▶ **Problem requirements**:
Reproduce each of the rows below verbatim, leaving out the pictures.

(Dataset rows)
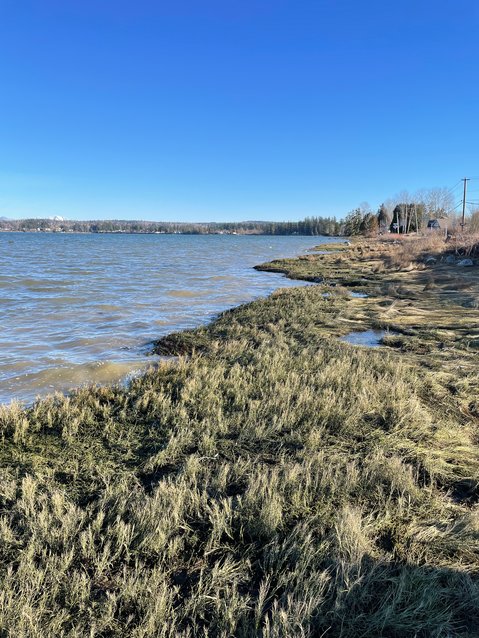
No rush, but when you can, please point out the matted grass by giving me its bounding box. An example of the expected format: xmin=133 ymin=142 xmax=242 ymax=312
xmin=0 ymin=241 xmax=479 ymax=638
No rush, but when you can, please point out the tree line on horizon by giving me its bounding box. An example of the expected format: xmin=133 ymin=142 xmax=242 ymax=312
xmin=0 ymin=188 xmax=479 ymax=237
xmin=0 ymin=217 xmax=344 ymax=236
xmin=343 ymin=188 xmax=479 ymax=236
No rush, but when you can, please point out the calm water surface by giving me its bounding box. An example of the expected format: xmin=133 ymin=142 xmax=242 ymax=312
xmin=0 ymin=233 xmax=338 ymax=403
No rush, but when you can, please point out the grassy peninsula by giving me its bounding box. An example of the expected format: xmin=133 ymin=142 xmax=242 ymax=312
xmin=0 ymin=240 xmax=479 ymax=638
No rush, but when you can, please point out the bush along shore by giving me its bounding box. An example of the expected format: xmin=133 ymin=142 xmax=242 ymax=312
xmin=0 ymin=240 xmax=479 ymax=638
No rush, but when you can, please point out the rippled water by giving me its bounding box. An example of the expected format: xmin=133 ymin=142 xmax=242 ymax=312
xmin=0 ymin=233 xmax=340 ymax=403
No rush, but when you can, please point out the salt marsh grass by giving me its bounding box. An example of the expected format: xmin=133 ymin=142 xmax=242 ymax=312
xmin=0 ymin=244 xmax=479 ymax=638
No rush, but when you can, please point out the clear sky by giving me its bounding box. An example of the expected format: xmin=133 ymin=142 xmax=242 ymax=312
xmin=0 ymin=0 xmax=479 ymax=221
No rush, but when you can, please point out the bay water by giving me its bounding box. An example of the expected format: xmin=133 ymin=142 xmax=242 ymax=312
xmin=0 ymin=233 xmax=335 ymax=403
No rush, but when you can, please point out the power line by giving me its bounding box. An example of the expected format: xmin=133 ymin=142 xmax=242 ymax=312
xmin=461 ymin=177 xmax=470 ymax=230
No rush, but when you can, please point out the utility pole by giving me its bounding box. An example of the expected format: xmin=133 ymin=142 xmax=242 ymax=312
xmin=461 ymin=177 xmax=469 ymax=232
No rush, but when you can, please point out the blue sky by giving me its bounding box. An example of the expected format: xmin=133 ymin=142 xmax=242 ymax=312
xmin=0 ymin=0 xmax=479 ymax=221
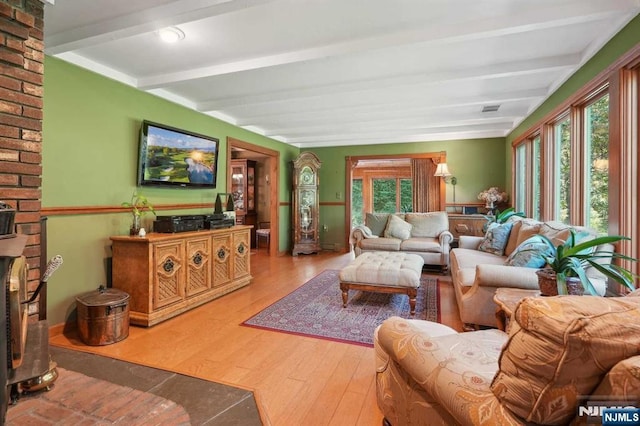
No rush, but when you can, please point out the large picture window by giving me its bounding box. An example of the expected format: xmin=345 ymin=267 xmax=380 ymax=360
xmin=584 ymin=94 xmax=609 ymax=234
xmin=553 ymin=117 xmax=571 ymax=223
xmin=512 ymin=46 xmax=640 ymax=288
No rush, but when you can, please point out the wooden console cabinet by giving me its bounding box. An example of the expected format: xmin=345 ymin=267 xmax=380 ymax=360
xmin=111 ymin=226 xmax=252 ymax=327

▶ **Written solution**:
No rush, but when you can, please point out the matted grass by giving me its bounding box. An example of the expected format: xmin=133 ymin=142 xmax=242 ymax=312
xmin=0 ymin=241 xmax=479 ymax=638
No rush, but when you can, please point out the tree line on horizon by giving me its bounding box. An example of the expected format: xmin=133 ymin=142 xmax=242 ymax=312
xmin=0 ymin=188 xmax=479 ymax=237
xmin=0 ymin=217 xmax=344 ymax=236
xmin=343 ymin=188 xmax=479 ymax=236
No rush, but when you can, please point out the calm water surface by giving me its bounding box. An example of the expected format: xmin=133 ymin=142 xmax=242 ymax=312
xmin=0 ymin=233 xmax=338 ymax=403
No rush, but when you can, please point out the grassy peninsula by giving me its bounding box. An example of the expected format: xmin=133 ymin=142 xmax=242 ymax=312
xmin=0 ymin=240 xmax=479 ymax=638
No rush, but when you can, please point out the bush along shore by giving me its bounding box. An example of the expected format: xmin=133 ymin=142 xmax=242 ymax=312
xmin=0 ymin=240 xmax=479 ymax=638
No rush, but when you can, please point out the rippled water by giving me its bounding box. An example of the expected format: xmin=133 ymin=142 xmax=242 ymax=312
xmin=0 ymin=233 xmax=340 ymax=403
No rush, but when you can, please point out the salt marsh grass by giving me its bounding box. An example of the expected format: xmin=133 ymin=142 xmax=242 ymax=312
xmin=0 ymin=244 xmax=479 ymax=638
No rush, but when you can, please point out the clear sky by giving me its bounding box. An example of the expected format: xmin=133 ymin=142 xmax=242 ymax=312
xmin=0 ymin=0 xmax=479 ymax=221
No rush, but when you can, please point out the bay water by giving me its bounding box. An example of the expected format: xmin=133 ymin=142 xmax=242 ymax=312
xmin=0 ymin=233 xmax=335 ymax=403
No rush, but when you can, please point out the power line by giving me its bounding box. An example of the expected format: xmin=133 ymin=142 xmax=242 ymax=312
xmin=461 ymin=177 xmax=470 ymax=230
No rush, but when you can, please point out the utility pole by giving me its bounding box. An example of the expected format: xmin=133 ymin=142 xmax=242 ymax=312
xmin=461 ymin=177 xmax=469 ymax=232
No rush, but when you can, please point out the blue sky by giving me its bounding box. An example of the expected format: xmin=133 ymin=142 xmax=242 ymax=312
xmin=0 ymin=0 xmax=479 ymax=221
No rush, but when you can, please point out the large picture window by giving me its bounding box. An example of the expected format: xmin=345 ymin=267 xmax=380 ymax=360
xmin=584 ymin=94 xmax=609 ymax=234
xmin=553 ymin=117 xmax=571 ymax=223
xmin=512 ymin=46 xmax=640 ymax=288
No rush, but when you can, please point out the wooden console cabinet by giving me its bounding box. An example of the expected format: xmin=345 ymin=267 xmax=380 ymax=360
xmin=111 ymin=226 xmax=252 ymax=327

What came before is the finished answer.